### Data rows
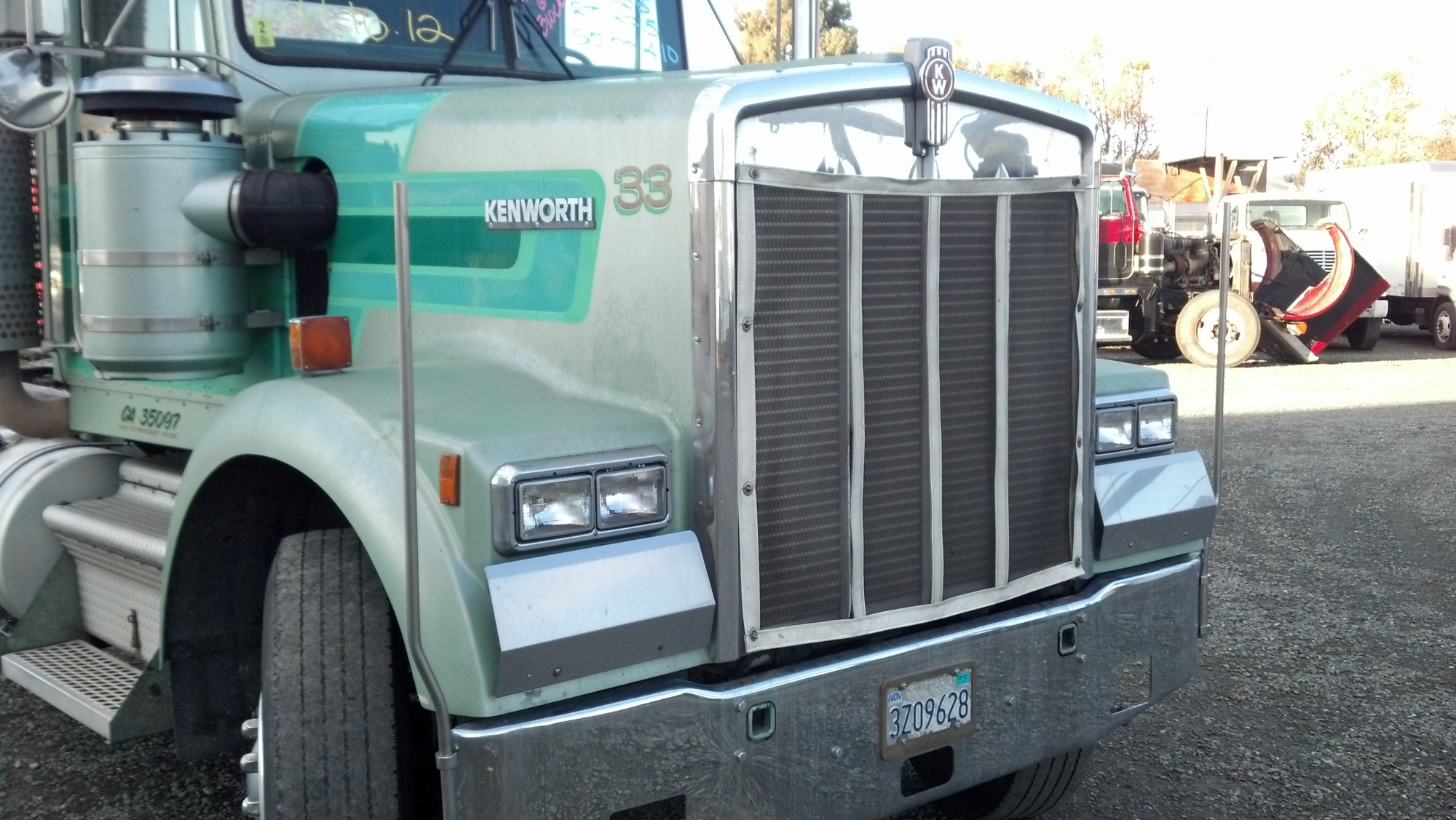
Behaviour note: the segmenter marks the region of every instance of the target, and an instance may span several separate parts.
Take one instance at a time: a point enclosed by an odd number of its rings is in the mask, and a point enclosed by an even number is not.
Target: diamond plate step
[[[172,727],[165,676],[137,669],[86,641],[0,657],[4,676],[111,741]]]
[[[132,458],[121,462],[115,496],[42,513],[76,558],[82,625],[143,662],[160,644],[162,563],[181,483],[179,464]]]

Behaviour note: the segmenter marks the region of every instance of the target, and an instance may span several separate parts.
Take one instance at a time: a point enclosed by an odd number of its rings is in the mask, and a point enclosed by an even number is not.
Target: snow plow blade
[[[1278,225],[1258,220],[1252,227],[1264,240],[1270,270],[1254,294],[1255,304],[1275,308],[1275,314],[1284,321],[1305,323],[1305,333],[1296,337],[1278,320],[1264,321],[1273,337],[1265,353],[1274,358],[1305,363],[1316,361],[1313,355],[1344,333],[1390,288],[1334,222],[1322,225],[1335,246],[1335,263],[1328,273]],[[1296,352],[1290,342],[1302,342],[1299,346],[1307,355]]]

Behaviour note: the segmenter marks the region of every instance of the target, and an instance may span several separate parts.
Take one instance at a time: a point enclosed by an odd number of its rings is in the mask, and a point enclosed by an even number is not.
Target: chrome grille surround
[[[1096,201],[1092,158],[1096,156],[1091,121],[1085,112],[1070,106],[1063,106],[1040,97],[1037,95],[1008,90],[994,83],[981,81],[968,76],[958,77],[958,100],[973,105],[1000,108],[1024,116],[1029,121],[1044,122],[1056,128],[1077,135],[1082,141],[1083,174],[1079,177],[1059,179],[976,179],[976,180],[893,180],[878,177],[834,176],[802,172],[783,172],[776,169],[750,169],[735,164],[735,124],[745,112],[754,113],[766,109],[789,109],[798,106],[833,102],[834,99],[866,99],[869,96],[901,96],[907,93],[910,79],[903,65],[831,65],[810,67],[783,71],[772,77],[727,77],[708,86],[699,96],[695,108],[690,137],[690,190],[692,190],[692,250],[693,250],[693,362],[695,362],[695,393],[696,393],[696,436],[695,436],[695,499],[696,522],[695,529],[709,554],[715,574],[718,592],[718,625],[711,647],[713,660],[725,662],[741,656],[744,651],[756,651],[776,646],[804,644],[868,632],[906,627],[933,621],[989,606],[1042,589],[1045,586],[1082,577],[1080,568],[1082,545],[1091,534],[1091,449],[1082,446],[1089,441],[1091,433],[1091,401],[1092,394],[1092,324],[1083,315],[1085,294],[1092,292],[1095,282],[1095,224]],[[863,532],[863,477],[850,481],[846,489],[850,509],[858,509],[856,515],[847,516],[844,525],[852,531],[850,550],[844,555],[847,567],[840,568],[840,579],[847,573],[855,593],[849,605],[840,602],[840,618],[817,619],[828,615],[828,605],[823,600],[818,606],[821,612],[810,616],[807,622],[780,625],[769,628],[764,619],[763,595],[767,587],[760,584],[760,570],[764,560],[776,560],[772,555],[760,554],[760,518],[756,506],[759,491],[754,489],[757,477],[759,451],[756,443],[756,362],[753,339],[753,297],[754,276],[740,278],[743,270],[756,269],[757,237],[756,221],[745,218],[753,214],[753,189],[756,185],[775,185],[805,192],[830,192],[834,195],[859,196],[860,225],[853,225],[850,236],[859,236],[863,220],[863,198],[866,196],[910,196],[920,198],[926,209],[938,209],[942,202],[952,196],[989,198],[997,204],[997,209],[1009,208],[1010,202],[1024,193],[1059,192],[1070,195],[1075,202],[1077,225],[1076,246],[1073,250],[1079,282],[1075,288],[1076,314],[1072,321],[1072,333],[1076,345],[1075,356],[1079,362],[1075,368],[1073,413],[1075,413],[1075,442],[1064,442],[1064,449],[1075,467],[1072,483],[1072,500],[1069,529],[1070,544],[1067,545],[1069,560],[1056,566],[1034,571],[1021,577],[1009,577],[1009,554],[1005,544],[1009,541],[1009,520],[1006,503],[1000,502],[1002,515],[997,516],[996,528],[996,577],[987,577],[987,561],[976,566],[965,560],[954,547],[948,548],[939,542],[941,532],[946,526],[980,526],[986,528],[984,515],[980,523],[964,523],[957,519],[962,510],[946,507],[943,515],[951,516],[941,520],[941,491],[942,484],[955,480],[962,483],[976,481],[984,477],[984,465],[977,471],[974,458],[965,459],[955,455],[955,442],[949,446],[927,442],[926,454],[929,461],[927,486],[922,487],[929,497],[923,502],[926,512],[926,526],[933,531],[930,542],[933,548],[920,567],[922,599],[927,603],[910,606],[891,606],[882,611],[872,611],[874,606],[865,602],[865,532]],[[862,196],[860,196],[862,195]],[[850,217],[852,220],[855,217]],[[955,310],[970,310],[980,294],[954,292],[955,282],[949,276],[933,275],[941,265],[942,253],[954,256],[954,243],[930,241],[932,234],[939,227],[939,214],[926,220],[927,240],[925,244],[923,269],[926,272],[925,294],[930,300],[939,295],[936,288],[949,286],[952,292],[941,300],[941,311],[929,311],[925,317],[923,333],[938,334],[936,321],[941,315],[948,315]],[[1005,220],[1002,221],[1005,224]],[[853,243],[852,243],[853,244]],[[844,253],[856,253],[853,247]],[[954,262],[954,260],[952,260]],[[964,259],[961,260],[964,265]],[[849,265],[863,276],[863,259]],[[874,263],[872,263],[874,268]],[[1005,270],[1000,281],[1009,288],[1009,270]],[[948,285],[949,282],[949,285]],[[964,282],[962,282],[964,284]],[[853,288],[859,292],[862,282]],[[1009,300],[1002,294],[1000,308],[996,311],[996,327],[1005,339],[1009,329]],[[960,301],[957,301],[960,300]],[[960,307],[957,307],[960,305]],[[863,305],[847,311],[847,323],[865,321]],[[871,311],[874,313],[874,311]],[[1066,315],[1066,314],[1063,314]],[[744,327],[747,320],[747,329]],[[859,333],[850,333],[852,339],[862,339]],[[917,329],[920,331],[920,329]],[[974,336],[974,334],[973,334]],[[926,345],[925,356],[927,369],[939,374],[948,368],[965,366],[968,358],[961,355],[955,359],[957,345],[976,345],[976,339],[957,339],[955,331],[939,346]],[[863,350],[860,350],[860,355]],[[948,356],[946,363],[936,359]],[[859,379],[865,378],[863,362],[860,361]],[[856,368],[852,368],[852,371]],[[974,369],[974,368],[973,368]],[[997,381],[1006,388],[1009,374],[1002,366],[996,374]],[[927,379],[926,395],[933,397],[938,384],[935,378]],[[859,390],[852,394],[862,395]],[[1006,390],[1000,390],[1002,397]],[[933,401],[927,400],[926,407],[926,436],[939,436],[939,409],[951,401],[954,395]],[[853,395],[849,397],[855,401]],[[1009,406],[1005,400],[996,403],[997,417],[1005,420]],[[978,409],[976,413],[980,413]],[[863,419],[863,409],[852,407],[852,417]],[[849,461],[852,474],[863,470],[865,454],[863,435],[850,436]],[[1009,470],[1010,452],[1005,436],[1000,436],[994,452],[997,473],[1005,483]],[[964,449],[964,445],[961,445]],[[984,448],[981,442],[980,449]],[[943,457],[951,452],[951,457]],[[984,454],[983,454],[984,455]],[[942,465],[943,458],[952,464]],[[984,461],[984,458],[981,458]],[[942,475],[943,470],[960,474]],[[858,484],[858,487],[856,487]],[[1005,499],[1005,491],[997,497]],[[981,510],[984,513],[984,510]],[[964,518],[964,516],[962,516]],[[973,516],[974,518],[974,516]],[[954,520],[952,520],[954,519]],[[772,552],[772,548],[770,548]],[[984,558],[984,557],[983,557]],[[949,564],[946,563],[949,561]],[[871,570],[874,576],[874,570]],[[999,583],[997,583],[999,582]],[[740,589],[741,598],[735,598],[729,590]],[[907,586],[909,589],[909,586]],[[772,603],[772,602],[770,602]],[[844,611],[847,609],[847,612]],[[772,615],[772,608],[769,611]]]

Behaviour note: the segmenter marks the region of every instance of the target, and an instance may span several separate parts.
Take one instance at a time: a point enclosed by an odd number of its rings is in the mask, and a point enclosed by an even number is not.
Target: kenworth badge
[[[951,138],[949,102],[955,93],[951,44],[910,38],[906,41],[906,65],[916,80],[914,95],[906,102],[906,145],[923,157]]]

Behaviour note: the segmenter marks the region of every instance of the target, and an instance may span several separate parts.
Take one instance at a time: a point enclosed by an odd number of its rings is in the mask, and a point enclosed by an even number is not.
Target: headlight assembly
[[[670,516],[667,457],[648,448],[507,464],[491,491],[507,554],[661,529]]]
[[[591,532],[591,475],[521,481],[515,497],[521,541]]]
[[[1174,403],[1137,406],[1137,446],[1174,443]]]
[[[1133,449],[1133,423],[1136,419],[1133,407],[1112,407],[1096,411],[1096,451],[1121,452]]]
[[[1121,457],[1172,449],[1178,401],[1165,390],[1102,397],[1096,410],[1096,455]]]

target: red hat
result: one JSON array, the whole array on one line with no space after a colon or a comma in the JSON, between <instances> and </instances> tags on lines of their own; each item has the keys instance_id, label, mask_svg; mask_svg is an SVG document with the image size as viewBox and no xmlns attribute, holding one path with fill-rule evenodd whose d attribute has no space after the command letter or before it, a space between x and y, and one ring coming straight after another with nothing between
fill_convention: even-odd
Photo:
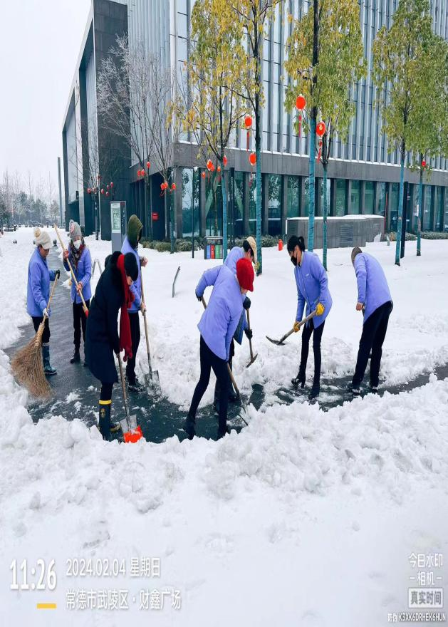
<instances>
[{"instance_id":1,"label":"red hat","mask_svg":"<svg viewBox=\"0 0 448 627\"><path fill-rule=\"evenodd\" d=\"M236 278L240 287L254 291L254 268L249 259L244 257L236 261Z\"/></svg>"}]
</instances>

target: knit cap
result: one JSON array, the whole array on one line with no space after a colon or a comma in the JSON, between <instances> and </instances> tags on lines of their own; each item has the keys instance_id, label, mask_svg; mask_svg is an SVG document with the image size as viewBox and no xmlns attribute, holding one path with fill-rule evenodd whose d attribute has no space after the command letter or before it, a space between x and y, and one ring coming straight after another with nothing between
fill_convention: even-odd
<instances>
[{"instance_id":1,"label":"knit cap","mask_svg":"<svg viewBox=\"0 0 448 627\"><path fill-rule=\"evenodd\" d=\"M70 239L72 242L74 242L75 239L77 239L78 237L83 237L81 227L78 222L75 222L74 220L70 221L70 224L68 224L68 232L70 233Z\"/></svg>"}]
</instances>

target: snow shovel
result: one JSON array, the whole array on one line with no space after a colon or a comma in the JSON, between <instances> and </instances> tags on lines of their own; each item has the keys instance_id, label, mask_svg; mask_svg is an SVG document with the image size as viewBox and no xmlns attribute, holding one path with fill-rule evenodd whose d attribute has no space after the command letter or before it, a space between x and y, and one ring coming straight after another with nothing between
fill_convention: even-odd
<instances>
[{"instance_id":1,"label":"snow shovel","mask_svg":"<svg viewBox=\"0 0 448 627\"><path fill-rule=\"evenodd\" d=\"M61 235L59 234L59 231L58 230L58 227L56 227L56 224L53 224L53 227L54 227L55 231L56 232L56 235L58 236L58 239L59 239L59 243L61 244L61 247L63 251L64 252L66 252L67 249L64 246L63 242L61 239ZM71 264L68 261L68 258L67 258L66 259L66 261L67 261L68 267L70 268L70 271L71 272L72 279L75 281L75 285L76 286L76 291L78 291L78 287L79 286L79 283L78 282L78 281L76 281L76 277L75 276L75 273L73 272L73 269L71 266ZM85 317L87 318L87 316L88 316L88 309L87 309L87 305L85 304L85 301L84 300L84 296L83 296L82 291L78 291L78 294L80 295L81 301L83 301L83 311L84 311L84 314L85 314Z\"/></svg>"},{"instance_id":2,"label":"snow shovel","mask_svg":"<svg viewBox=\"0 0 448 627\"><path fill-rule=\"evenodd\" d=\"M127 395L126 394L126 385L125 383L125 378L123 376L123 367L121 363L121 357L118 355L118 366L120 367L120 378L121 379L121 388L123 392L123 398L125 399L125 411L126 412L126 418L123 420L120 420L120 426L123 432L123 440L125 442L138 442L143 437L142 429L137 425L137 416L129 414L129 405L127 403Z\"/></svg>"},{"instance_id":3,"label":"snow shovel","mask_svg":"<svg viewBox=\"0 0 448 627\"><path fill-rule=\"evenodd\" d=\"M250 331L251 330L251 318L249 318L249 309L247 309L246 311L247 311L247 328ZM256 358L259 356L258 353L255 355L255 356L254 356L254 353L252 351L252 340L251 339L249 341L249 348L251 350L251 361L247 364L246 368L249 368L249 366L251 366L254 363L254 362L255 361L255 360L256 359Z\"/></svg>"},{"instance_id":4,"label":"snow shovel","mask_svg":"<svg viewBox=\"0 0 448 627\"><path fill-rule=\"evenodd\" d=\"M314 318L314 316L316 315L316 311L315 309L314 311L311 311L311 313L310 314L309 316L307 316L306 318L304 318L303 320L301 320L301 321L299 322L299 324L298 324L299 328L301 326L302 326L302 325L306 324L306 323L308 321L308 320L311 320L311 318ZM291 328L291 330L288 331L287 333L285 333L285 335L282 338L280 338L279 340L273 340L272 338L270 338L268 336L266 336L266 339L269 340L270 342L272 342L273 344L276 344L277 346L282 346L285 343L285 340L287 338L288 338L289 336L293 333L294 333L294 329Z\"/></svg>"},{"instance_id":5,"label":"snow shovel","mask_svg":"<svg viewBox=\"0 0 448 627\"><path fill-rule=\"evenodd\" d=\"M204 298L204 296L201 296L201 301L202 301L202 304L204 305L204 309L207 309L207 303L205 302L205 299ZM256 356L255 356L256 357ZM229 373L229 376L230 377L230 380L231 381L231 384L234 386L234 388L235 388L235 392L236 393L236 398L237 398L238 400L239 400L239 402L241 403L244 411L247 411L247 405L246 405L246 403L243 400L243 398L239 393L239 390L238 389L238 385L236 385L236 381L235 380L235 378L234 377L234 373L232 373L231 369L230 366L229 366L229 364L227 364L227 372ZM248 423L244 420L243 416L241 416L241 415L240 415L240 418L241 418L241 420L243 420L243 422L246 424L246 426L247 427Z\"/></svg>"},{"instance_id":6,"label":"snow shovel","mask_svg":"<svg viewBox=\"0 0 448 627\"><path fill-rule=\"evenodd\" d=\"M145 304L145 294L143 292L143 277L141 278L142 285L142 301ZM150 371L147 374L143 375L145 385L147 388L148 394L154 394L156 396L162 395L162 390L160 388L160 380L159 379L159 371L152 370L151 367L151 355L150 353L150 338L147 332L147 323L146 321L146 307L143 311L143 321L145 322L145 335L146 336L146 351L147 352L147 363Z\"/></svg>"}]
</instances>

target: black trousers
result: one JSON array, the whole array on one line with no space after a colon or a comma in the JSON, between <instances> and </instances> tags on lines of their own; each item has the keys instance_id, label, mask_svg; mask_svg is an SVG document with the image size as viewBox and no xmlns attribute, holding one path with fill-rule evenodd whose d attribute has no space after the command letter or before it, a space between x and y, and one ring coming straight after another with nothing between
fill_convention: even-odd
<instances>
[{"instance_id":1,"label":"black trousers","mask_svg":"<svg viewBox=\"0 0 448 627\"><path fill-rule=\"evenodd\" d=\"M112 388L113 383L103 383L101 381L101 393L100 400L110 400L112 399Z\"/></svg>"},{"instance_id":2,"label":"black trousers","mask_svg":"<svg viewBox=\"0 0 448 627\"><path fill-rule=\"evenodd\" d=\"M33 326L34 326L34 331L37 333L37 330L39 328L39 326L42 321L43 320L43 316L33 316ZM45 325L43 326L43 333L42 334L42 343L48 344L50 341L50 324L48 323L48 318L45 318Z\"/></svg>"},{"instance_id":3,"label":"black trousers","mask_svg":"<svg viewBox=\"0 0 448 627\"><path fill-rule=\"evenodd\" d=\"M375 309L364 323L358 351L356 368L352 381L353 388L359 388L364 378L370 351L372 351L370 385L373 388L376 388L378 385L382 344L386 336L389 316L392 307L391 301L387 301L387 303Z\"/></svg>"},{"instance_id":4,"label":"black trousers","mask_svg":"<svg viewBox=\"0 0 448 627\"><path fill-rule=\"evenodd\" d=\"M311 333L313 333L313 351L314 353L313 385L318 385L321 383L321 366L322 364L321 342L322 341L322 333L323 333L324 326L325 322L323 322L317 328L314 328L314 321L310 320L308 324L305 325L303 331L302 331L302 351L301 354L299 373L301 373L305 374L306 362L308 361L308 355L310 350L310 339L311 338Z\"/></svg>"},{"instance_id":5,"label":"black trousers","mask_svg":"<svg viewBox=\"0 0 448 627\"><path fill-rule=\"evenodd\" d=\"M229 351L229 366L230 366L230 370L231 370L231 362L235 355L235 343L231 341L230 343L230 350ZM229 393L231 393L232 390L232 383L230 380L230 375L229 374L229 371L227 371L227 376L229 378ZM214 403L218 403L219 400L219 395L221 394L221 385L219 385L219 381L217 379L217 382L214 384L214 398L213 400Z\"/></svg>"},{"instance_id":6,"label":"black trousers","mask_svg":"<svg viewBox=\"0 0 448 627\"><path fill-rule=\"evenodd\" d=\"M126 363L126 376L130 383L135 382L135 358L137 357L138 345L140 343L140 321L138 316L138 311L129 314L130 336L132 341L132 359L128 359Z\"/></svg>"},{"instance_id":7,"label":"black trousers","mask_svg":"<svg viewBox=\"0 0 448 627\"><path fill-rule=\"evenodd\" d=\"M90 301L85 301L87 309L88 309ZM83 309L82 303L73 303L73 329L75 331L73 338L73 344L76 351L79 351L81 344L81 329L83 331L83 341L85 341L85 325L87 324L87 318L84 310Z\"/></svg>"},{"instance_id":8,"label":"black trousers","mask_svg":"<svg viewBox=\"0 0 448 627\"><path fill-rule=\"evenodd\" d=\"M210 380L210 372L216 375L219 381L219 430L224 433L227 425L227 404L229 403L229 372L227 370L227 362L225 359L220 359L212 351L210 351L201 336L201 376L194 389L193 399L188 413L189 418L194 419L196 412L201 399L208 388Z\"/></svg>"}]
</instances>

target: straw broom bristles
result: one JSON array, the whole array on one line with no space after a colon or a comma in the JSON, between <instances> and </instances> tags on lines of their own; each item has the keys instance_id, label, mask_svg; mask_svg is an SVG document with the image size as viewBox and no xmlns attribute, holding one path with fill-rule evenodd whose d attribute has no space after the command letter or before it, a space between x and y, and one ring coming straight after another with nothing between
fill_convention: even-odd
<instances>
[{"instance_id":1,"label":"straw broom bristles","mask_svg":"<svg viewBox=\"0 0 448 627\"><path fill-rule=\"evenodd\" d=\"M51 388L43 371L42 359L42 335L45 318L39 325L37 333L28 344L21 348L11 362L12 371L19 383L25 385L33 396L48 398Z\"/></svg>"}]
</instances>

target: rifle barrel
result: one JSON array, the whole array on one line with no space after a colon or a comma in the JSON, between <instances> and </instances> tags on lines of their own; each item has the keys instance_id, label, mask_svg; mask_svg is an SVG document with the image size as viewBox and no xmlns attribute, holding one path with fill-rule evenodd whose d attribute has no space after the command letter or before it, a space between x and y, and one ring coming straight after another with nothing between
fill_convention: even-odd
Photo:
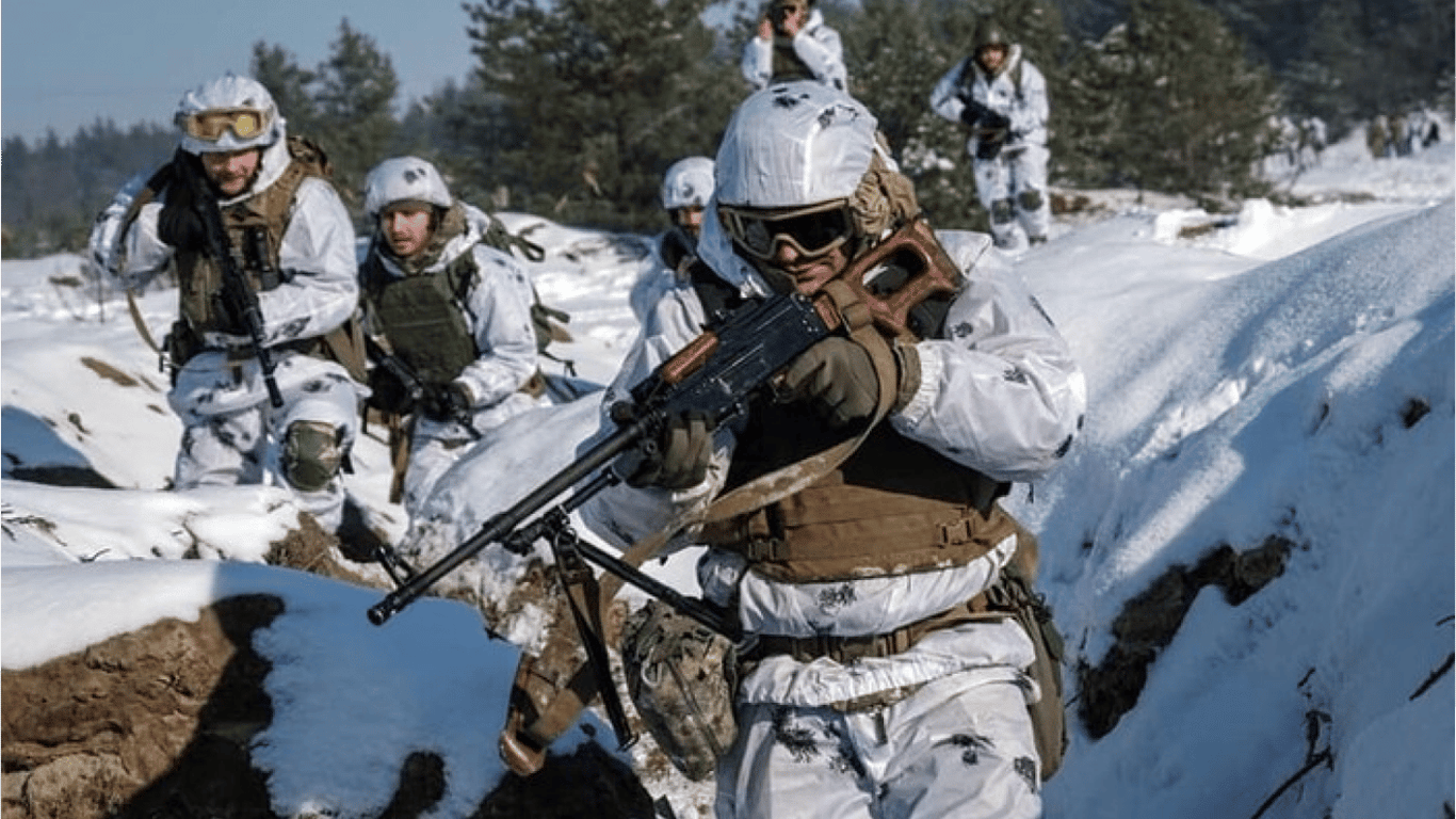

### Your goal
Put the lines of the data, from the start through the line that contains "Target: diamond plate step", into a JSON list of strings with one string per line and blank lines omitted. Leave the pictures out of the answer.

### Worked answer
[
  "Behaviour note: the segmenter marks the region of every instance of the target, and an instance may span several separate parts.",
  "Take one instance at a time: a point enclosed by an odd number of its rings is in the mask, and a point enclosed by an even number is not.",
  "Target: diamond plate step"
]